Page excerpt:
---*---
WASHINGTON — The Vatican has announced that Bishop Nicholas DiMarzio of Brooklyn, New York, will lead an apostolic visitation of the Diocese of Buffalo.
The visitation, a canonical inspection and fact-finding mission, was ordered by Cardinal Marc Ouellet, the prefect of the Congregation for Bishops, the Vatican department responsible for overseeing the personal conduct of bishops.
A notice issued by the apostolic nunciature in Washington confirmed Thursday that the visitation was “non-judicial and non-administrative,” meaning that no formal charges are currently being considered against the scandal-plagued Bishop Richard Malone of Buffalo.
The nunciature did confirm that the visitation had not been ordered under the provisions of Vos Estis Lux Mundi (You Are the Light of the World), the policy document on sexual abuse and diocesan administration issued May 7 by Pope Francis, which came into effect June 1.
Bishop DiMarzio will be assisted by Father Steven Aguggia, the judicial vicar of the Brooklyn Diocese, who will act as secretary of the visitation. The nunciature did not confirm when the visitation would formally begin, or how long it would continue before transmitting its findings to the Congregation for Bishops in Rome.
“This is a difficult period in the life of the Church in Buffalo,” Bishop DiMarzio said in a statement released on Oct. 3. “I pledge I will keep an open mind throughout the process and do my best to learn the facts and gain a thorough understanding of the situation in order to fulfill the mandate of this apostolic visitation.”
---*---
Brief 1: In the article on the Buffalo diocese visitation, who will act as secretary of the visitation?
Brief 2: Print the stretch of the article on the Buffalo diocese visitation that opens with the words containing "The visitation, a" and closes with "effect June 1.".

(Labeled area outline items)
---*---
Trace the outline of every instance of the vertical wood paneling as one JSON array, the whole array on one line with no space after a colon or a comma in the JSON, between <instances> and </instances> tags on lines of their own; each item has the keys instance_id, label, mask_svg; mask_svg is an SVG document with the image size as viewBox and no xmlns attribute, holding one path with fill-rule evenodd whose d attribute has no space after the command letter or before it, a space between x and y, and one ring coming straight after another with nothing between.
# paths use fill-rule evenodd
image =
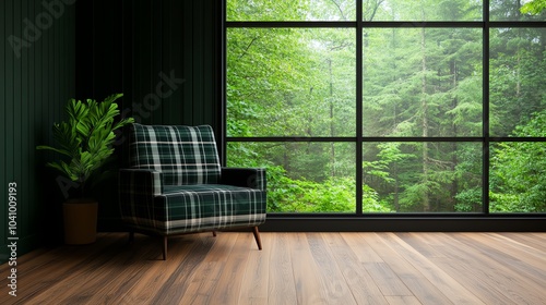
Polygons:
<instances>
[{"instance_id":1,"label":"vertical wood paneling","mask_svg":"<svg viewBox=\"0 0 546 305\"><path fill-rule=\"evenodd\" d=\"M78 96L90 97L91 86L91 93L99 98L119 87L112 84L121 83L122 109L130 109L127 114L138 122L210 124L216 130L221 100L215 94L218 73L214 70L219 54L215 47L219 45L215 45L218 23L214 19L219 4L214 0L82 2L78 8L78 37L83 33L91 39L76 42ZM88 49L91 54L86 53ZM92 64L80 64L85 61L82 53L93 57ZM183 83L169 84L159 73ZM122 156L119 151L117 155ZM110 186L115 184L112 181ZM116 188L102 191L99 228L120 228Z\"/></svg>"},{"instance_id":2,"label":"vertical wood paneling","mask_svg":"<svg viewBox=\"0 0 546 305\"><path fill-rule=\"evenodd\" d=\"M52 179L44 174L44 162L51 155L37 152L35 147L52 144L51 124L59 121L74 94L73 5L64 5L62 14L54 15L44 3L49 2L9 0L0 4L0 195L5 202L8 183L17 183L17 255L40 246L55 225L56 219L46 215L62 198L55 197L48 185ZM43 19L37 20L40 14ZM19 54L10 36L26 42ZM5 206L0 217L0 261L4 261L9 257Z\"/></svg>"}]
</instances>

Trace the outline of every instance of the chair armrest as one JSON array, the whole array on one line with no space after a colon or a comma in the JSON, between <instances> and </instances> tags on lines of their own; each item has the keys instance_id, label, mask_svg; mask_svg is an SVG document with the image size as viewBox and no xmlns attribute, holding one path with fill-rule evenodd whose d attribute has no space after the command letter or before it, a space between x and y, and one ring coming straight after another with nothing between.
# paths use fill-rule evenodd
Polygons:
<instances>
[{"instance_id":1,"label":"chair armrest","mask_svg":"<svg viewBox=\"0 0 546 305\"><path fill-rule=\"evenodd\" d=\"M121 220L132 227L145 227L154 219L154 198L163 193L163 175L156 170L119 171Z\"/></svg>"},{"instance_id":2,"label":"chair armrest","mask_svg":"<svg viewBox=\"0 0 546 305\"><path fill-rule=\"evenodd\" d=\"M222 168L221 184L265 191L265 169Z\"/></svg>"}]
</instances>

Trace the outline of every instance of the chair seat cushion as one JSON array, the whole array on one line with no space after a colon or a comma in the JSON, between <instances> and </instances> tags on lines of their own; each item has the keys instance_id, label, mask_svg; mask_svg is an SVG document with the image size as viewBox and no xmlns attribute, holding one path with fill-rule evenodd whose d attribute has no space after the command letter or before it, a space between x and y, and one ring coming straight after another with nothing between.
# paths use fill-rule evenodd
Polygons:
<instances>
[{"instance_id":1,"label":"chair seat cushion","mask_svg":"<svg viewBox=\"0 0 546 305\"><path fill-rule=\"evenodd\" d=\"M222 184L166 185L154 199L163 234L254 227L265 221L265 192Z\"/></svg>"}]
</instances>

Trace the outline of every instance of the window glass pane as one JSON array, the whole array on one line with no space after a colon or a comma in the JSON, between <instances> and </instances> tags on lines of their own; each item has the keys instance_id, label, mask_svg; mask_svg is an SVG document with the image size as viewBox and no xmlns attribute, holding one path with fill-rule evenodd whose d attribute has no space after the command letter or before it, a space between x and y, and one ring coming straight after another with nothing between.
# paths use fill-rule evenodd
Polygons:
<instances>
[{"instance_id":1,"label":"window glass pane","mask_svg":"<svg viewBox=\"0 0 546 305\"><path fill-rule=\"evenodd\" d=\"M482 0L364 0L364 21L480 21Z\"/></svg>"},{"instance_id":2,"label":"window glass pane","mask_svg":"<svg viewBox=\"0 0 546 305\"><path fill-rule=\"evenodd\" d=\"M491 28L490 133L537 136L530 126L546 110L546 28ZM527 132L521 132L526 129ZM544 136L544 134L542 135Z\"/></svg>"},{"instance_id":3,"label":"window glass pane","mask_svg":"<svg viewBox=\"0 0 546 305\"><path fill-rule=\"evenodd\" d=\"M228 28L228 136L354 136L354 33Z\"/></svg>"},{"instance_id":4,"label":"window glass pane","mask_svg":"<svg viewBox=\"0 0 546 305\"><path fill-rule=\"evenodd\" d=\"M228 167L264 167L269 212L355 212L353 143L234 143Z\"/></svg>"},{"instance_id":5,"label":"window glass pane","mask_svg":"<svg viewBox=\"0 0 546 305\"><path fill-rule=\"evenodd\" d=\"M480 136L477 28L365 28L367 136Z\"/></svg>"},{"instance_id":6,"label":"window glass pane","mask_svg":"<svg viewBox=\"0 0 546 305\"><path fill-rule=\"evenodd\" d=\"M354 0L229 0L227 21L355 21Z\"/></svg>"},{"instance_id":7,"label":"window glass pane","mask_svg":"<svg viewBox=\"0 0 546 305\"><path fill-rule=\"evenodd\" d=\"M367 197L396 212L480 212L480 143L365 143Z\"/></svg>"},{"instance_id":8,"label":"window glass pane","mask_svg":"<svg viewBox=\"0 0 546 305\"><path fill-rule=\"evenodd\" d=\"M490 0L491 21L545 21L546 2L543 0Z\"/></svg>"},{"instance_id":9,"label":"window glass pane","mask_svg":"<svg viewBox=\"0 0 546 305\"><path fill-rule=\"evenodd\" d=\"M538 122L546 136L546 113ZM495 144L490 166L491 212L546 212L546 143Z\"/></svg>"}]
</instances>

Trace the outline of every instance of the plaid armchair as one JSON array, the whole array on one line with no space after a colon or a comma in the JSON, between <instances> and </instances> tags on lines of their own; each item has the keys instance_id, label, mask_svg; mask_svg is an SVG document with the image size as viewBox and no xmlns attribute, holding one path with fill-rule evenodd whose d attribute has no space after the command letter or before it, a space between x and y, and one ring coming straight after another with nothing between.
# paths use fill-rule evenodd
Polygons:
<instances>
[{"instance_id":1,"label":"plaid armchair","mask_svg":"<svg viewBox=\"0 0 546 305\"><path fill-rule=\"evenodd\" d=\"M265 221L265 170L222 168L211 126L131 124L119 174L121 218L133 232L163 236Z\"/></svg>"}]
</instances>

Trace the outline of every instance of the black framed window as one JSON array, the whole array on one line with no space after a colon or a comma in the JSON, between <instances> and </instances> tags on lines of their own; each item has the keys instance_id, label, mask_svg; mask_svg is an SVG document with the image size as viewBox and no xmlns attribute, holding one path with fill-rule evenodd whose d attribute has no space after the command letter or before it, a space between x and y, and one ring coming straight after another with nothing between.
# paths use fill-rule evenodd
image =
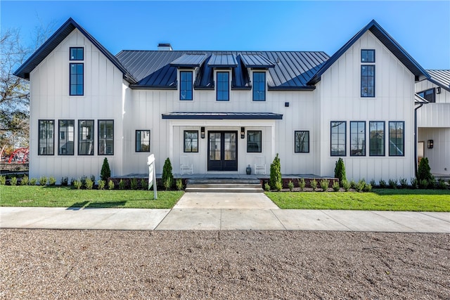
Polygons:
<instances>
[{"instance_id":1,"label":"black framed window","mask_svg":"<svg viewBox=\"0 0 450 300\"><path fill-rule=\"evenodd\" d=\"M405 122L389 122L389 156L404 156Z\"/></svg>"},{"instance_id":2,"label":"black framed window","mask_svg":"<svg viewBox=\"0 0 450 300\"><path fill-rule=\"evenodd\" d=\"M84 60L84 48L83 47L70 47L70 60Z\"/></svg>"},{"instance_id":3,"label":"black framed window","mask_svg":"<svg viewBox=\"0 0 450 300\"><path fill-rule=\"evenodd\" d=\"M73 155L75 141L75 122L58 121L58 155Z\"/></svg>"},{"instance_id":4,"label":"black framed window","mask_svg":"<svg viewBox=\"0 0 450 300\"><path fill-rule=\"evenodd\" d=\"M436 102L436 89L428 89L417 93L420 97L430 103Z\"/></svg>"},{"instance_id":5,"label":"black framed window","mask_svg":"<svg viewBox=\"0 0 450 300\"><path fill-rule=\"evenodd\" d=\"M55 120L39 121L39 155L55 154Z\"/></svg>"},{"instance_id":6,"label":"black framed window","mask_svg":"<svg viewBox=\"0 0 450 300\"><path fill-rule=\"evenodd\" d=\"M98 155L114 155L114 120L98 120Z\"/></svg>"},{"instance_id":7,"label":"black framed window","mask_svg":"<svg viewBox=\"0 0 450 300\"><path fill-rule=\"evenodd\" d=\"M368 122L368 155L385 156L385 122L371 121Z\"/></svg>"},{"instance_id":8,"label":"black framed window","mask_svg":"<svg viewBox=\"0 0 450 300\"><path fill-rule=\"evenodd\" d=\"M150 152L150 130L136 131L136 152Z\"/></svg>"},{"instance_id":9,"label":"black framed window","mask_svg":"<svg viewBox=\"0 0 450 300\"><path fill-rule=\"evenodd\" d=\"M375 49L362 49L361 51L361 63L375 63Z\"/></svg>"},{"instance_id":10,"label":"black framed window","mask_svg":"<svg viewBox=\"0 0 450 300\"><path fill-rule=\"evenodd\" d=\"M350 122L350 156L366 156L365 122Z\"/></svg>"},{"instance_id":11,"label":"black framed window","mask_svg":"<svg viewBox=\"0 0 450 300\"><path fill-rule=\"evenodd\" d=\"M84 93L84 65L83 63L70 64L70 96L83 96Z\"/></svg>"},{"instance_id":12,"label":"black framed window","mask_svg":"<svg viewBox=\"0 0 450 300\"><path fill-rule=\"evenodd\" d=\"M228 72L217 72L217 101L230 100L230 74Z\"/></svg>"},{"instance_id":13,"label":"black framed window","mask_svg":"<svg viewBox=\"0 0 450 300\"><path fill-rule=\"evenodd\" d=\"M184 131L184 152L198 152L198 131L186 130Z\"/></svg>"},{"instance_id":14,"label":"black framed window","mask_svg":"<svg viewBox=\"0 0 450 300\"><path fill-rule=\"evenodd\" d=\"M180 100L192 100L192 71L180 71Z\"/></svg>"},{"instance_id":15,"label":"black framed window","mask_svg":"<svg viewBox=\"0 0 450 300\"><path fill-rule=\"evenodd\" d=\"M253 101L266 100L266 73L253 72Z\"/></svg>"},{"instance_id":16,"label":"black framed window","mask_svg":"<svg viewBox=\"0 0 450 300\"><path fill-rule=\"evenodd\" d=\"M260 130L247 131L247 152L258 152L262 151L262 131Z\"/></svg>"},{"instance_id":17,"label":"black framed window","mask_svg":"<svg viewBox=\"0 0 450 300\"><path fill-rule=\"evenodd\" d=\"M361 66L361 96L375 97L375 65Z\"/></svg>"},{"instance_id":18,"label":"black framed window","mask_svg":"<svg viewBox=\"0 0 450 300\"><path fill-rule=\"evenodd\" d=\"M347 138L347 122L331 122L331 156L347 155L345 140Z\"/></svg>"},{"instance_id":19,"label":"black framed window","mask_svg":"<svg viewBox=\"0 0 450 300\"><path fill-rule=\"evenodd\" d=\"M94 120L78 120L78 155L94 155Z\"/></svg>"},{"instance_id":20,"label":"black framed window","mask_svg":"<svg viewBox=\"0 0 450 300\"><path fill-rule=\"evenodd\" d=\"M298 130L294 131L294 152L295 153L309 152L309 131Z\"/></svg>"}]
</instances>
---*---
Task response 1: Father Steven Aguggia, the judicial vicar of the Brooklyn Diocese.

Task response 2:
The visitation, a canonical inspection and fact-finding mission, was ordered by Cardinal Marc Ouellet, the prefect of the Congregation for Bishops, the Vatican department responsible for overseeing the personal conduct of bishops.
A notice issued by the apostolic nunciature in Washington confirmed Thursday that the visitation was “non-judicial and non-administrative,” meaning that no formal charges are currently being considered against the scandal-plagued Bishop Richard Malone of Buffalo.
The nunciature did confirm that the visitation had not been ordered under the provisions of Vos Estis Lux Mundi (You Are the Light of the World), the policy document on sexual abuse and diocesan administration issued May 7 by Pope Francis, which came into effect June 1.